## REQUIRED WORK
Your reply must contain the full listing below, reproduced exactly, but no pictures.
###
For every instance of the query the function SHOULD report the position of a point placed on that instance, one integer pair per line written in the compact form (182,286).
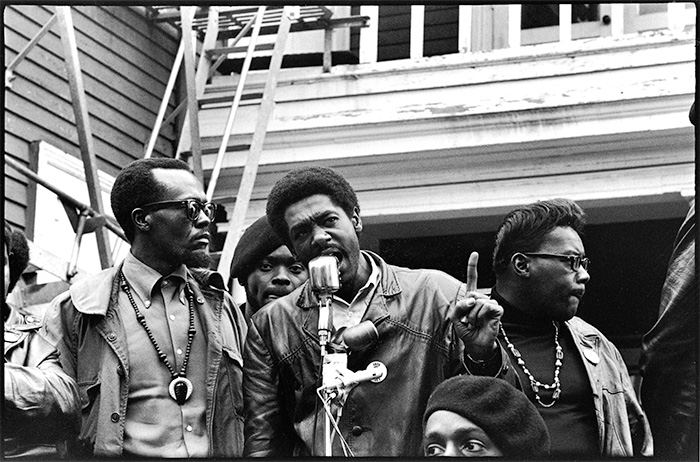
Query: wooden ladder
(233,23)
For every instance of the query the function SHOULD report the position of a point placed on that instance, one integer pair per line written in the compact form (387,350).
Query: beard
(197,259)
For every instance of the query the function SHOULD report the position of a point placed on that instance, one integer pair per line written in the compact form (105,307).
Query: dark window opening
(547,14)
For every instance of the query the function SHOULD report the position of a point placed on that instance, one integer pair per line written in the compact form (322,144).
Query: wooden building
(443,118)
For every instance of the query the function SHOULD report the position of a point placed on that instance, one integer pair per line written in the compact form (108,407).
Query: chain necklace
(180,387)
(536,384)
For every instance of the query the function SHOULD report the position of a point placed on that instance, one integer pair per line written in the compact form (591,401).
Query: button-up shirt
(350,314)
(156,425)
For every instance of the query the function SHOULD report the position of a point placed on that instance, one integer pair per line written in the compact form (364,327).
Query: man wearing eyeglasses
(155,350)
(574,376)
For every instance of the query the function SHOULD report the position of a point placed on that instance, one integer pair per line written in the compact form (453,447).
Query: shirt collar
(143,278)
(369,286)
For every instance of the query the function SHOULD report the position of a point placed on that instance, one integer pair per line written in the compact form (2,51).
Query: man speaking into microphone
(316,213)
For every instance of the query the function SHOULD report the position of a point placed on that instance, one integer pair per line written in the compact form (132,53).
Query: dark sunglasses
(193,208)
(575,261)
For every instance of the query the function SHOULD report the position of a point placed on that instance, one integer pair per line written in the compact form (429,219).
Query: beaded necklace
(180,387)
(536,384)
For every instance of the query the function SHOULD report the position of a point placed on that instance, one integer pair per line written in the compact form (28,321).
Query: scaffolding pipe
(236,102)
(166,99)
(110,223)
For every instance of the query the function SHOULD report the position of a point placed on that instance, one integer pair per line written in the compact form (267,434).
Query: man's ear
(521,265)
(356,220)
(141,219)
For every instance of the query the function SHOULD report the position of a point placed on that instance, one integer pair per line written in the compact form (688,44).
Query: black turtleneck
(571,420)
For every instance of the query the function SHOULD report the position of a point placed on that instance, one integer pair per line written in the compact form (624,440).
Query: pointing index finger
(472,275)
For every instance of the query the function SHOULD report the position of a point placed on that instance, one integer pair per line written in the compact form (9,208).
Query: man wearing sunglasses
(573,375)
(155,350)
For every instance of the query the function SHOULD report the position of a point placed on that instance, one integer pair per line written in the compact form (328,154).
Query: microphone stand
(325,279)
(324,313)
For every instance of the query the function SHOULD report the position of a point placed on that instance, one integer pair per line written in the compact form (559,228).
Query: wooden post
(235,103)
(82,120)
(417,30)
(166,98)
(192,103)
(369,36)
(514,19)
(464,40)
(250,170)
(9,71)
(564,22)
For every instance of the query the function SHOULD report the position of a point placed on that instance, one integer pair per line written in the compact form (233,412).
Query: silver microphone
(324,280)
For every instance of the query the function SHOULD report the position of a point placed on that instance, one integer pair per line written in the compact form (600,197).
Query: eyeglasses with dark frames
(193,208)
(575,261)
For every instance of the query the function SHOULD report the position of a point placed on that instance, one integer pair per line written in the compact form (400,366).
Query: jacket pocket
(90,406)
(228,424)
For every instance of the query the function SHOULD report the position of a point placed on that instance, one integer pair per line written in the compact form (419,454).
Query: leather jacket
(416,343)
(41,411)
(669,360)
(85,325)
(623,428)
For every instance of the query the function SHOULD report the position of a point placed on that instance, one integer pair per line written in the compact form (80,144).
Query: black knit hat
(503,412)
(256,243)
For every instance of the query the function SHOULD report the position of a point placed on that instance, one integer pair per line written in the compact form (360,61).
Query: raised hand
(476,317)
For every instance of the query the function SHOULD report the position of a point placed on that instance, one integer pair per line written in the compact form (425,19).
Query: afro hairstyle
(136,186)
(524,228)
(302,183)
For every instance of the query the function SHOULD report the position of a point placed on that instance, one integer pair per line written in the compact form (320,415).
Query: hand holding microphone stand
(336,379)
(325,280)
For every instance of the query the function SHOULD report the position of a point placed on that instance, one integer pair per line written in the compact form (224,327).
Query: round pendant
(180,390)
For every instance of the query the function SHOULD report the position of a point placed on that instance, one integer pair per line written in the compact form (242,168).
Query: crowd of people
(152,358)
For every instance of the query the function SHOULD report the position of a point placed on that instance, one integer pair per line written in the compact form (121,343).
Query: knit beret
(257,242)
(503,412)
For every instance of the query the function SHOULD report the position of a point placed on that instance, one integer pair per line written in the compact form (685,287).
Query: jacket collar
###
## SOLVED PROBLEM
For every instance of the query the function SHOULD report the position of a point placed on that instance, one integer pair per line written in the compact form (182,286).
Query: wooden ladder
(233,23)
For every instance of the query the function SHOULD report the position of a point placed on that instance, one integer pair per line written in the compact form (387,350).
Query: beard
(197,259)
For every instance of the query the function SHOULD report the position of a point placed on that instance, one integer pair per line written in the compact form (105,307).
Query: dark window opening
(547,14)
For every instance of the query the function SHOULD report the position of a point placed on that instance, one integer pair per line written in the compact form (322,144).
Query: wooden building
(443,118)
For every instance of the query the function SHOULD report the position of a point placed on that instance, one integer pair per line written in the compact form (108,407).
Query: chain necklace
(180,387)
(536,384)
For every instance of the query the function SHOULD report the position of a point placed on that instance, one integer pair per line written in the compact form (591,401).
Query: button-up shirt
(350,314)
(156,425)
For every instance of the query the function SHOULD report the position of a point placed on that instance, one integer pair per line written in the compact form (364,327).
Query: man wearing eyeglasses
(155,350)
(574,376)
For every instance of the query the function SHOULD report the position of a point placed on that instance, one integer pair per line written in the compact form (453,447).
Query: shirt collar
(143,278)
(369,286)
For every instance of the query the function SHOULD report the position of a point placed on that instance, one integer pair per line written in the compact form (2,51).
Query: man speaking into microphone
(316,213)
For every instance of the query the function SHOULD report the position of a point placed on that instance, one integer pair per line written in the compact form (132,53).
Query: dark sunglasses
(193,208)
(575,261)
For every instance of the query the function SHOULD report the position of a point placed on that instance, one integer pair per line written in the compact form (429,219).
Query: beaded necklace
(180,387)
(536,384)
For every instance of the query the function SHOULD report the position of a point placed on that instance, one integer pair per line written in the compact form (28,321).
Query: scaffolding pipe
(236,102)
(166,99)
(110,223)
For every instance of the query the function SHOULD report the position of a point placed on that instance, one integer pair per line written in the compact form (267,434).
Query: man's ear
(521,265)
(356,220)
(141,219)
For every instance of the query the function SHOULD report the position of a point placed on that instance, one integer pair per line written in the compact form (688,44).
Query: black turtleneck
(571,420)
For every instance of the query the function SHOULD report the position of a point placed on that instance, one integer pair per line written in the compact form (624,440).
Query: pointing index finger
(472,275)
For every instance of the query the function SHOULD report the position of a point placed on that instance, one integer pair per line written in the compact form (9,208).
Query: man wearing sunglasses
(573,375)
(155,350)
For every instance of the query the function SHOULD report the position of a point placed on that instance, one integer pair per line written in the compact form (328,154).
Query: microphone stand
(325,279)
(324,313)
For every instance of the query the function SHOULD report the position of a point placed on that instance, one integer pair per line written in the compact form (559,228).
Query: wooden post
(235,103)
(82,120)
(417,30)
(166,98)
(192,103)
(369,36)
(514,19)
(464,40)
(250,170)
(9,71)
(564,22)
For every instance of the query the function SHOULD report the position of a point placed on that instance, one integer pair per line written in the compact form (233,412).
Query: silver microphone
(324,280)
For every instance of the query the function SHOULD report the position of a point placed on that instance, one integer pair per line written in the compact form (600,197).
Query: eyeglasses with dark frames
(193,208)
(575,261)
For every instance of the query the function SHOULD report the position of a point placed on that instance, one integer pair per line written in the compact form (400,366).
Query: jacket pocket
(90,406)
(228,424)
For every instance of the query the function SHOULD report the position of a point placed on that instance, one integer pair per line written in the compact form (419,454).
Query: leather jacket
(416,343)
(41,411)
(669,360)
(85,325)
(623,428)
For every instance of the query the function SHOULD report the position of a point placed on that instance, one integer pair per line written in the compact form (80,144).
Query: black knit hat
(503,412)
(256,243)
For every instance of the query the function SHOULD report the position of a point placed on that instance, one integer pair per line written in the compact form (360,61).
Query: raised hand
(476,317)
For every instance of the query the function SHOULD report the position of a point placed on that instance, one integer pair per line written in the compact form (425,19).
Query: afro hairstyle
(136,186)
(524,228)
(302,183)
For every instance of the query the function SHOULD report the position of a point placed on that instance, one integer pair per line written in the compact form (320,415).
Query: hand holding microphone stand
(336,379)
(325,280)
For every instance of the query the function SHOULD report the position of a point placed on that instance, one integer pair per line written in the compact form (224,327).
Query: round pendant
(180,390)
For every instance of the query the function SHOULD report the position of a point placed on that instance, one integer pair per line written in the compact form (242,168).
Query: crowd of people
(152,358)
For every instance of the query the function SHOULD report the position of a point placed on that instance, one integer pair per line written in the compact form (121,343).
Query: knit beret
(257,242)
(503,412)
For every instance of the query the function SHOULD report the position of a point placed on that instance, one integer pair per line written in the compact form (685,287).
Query: jacket collar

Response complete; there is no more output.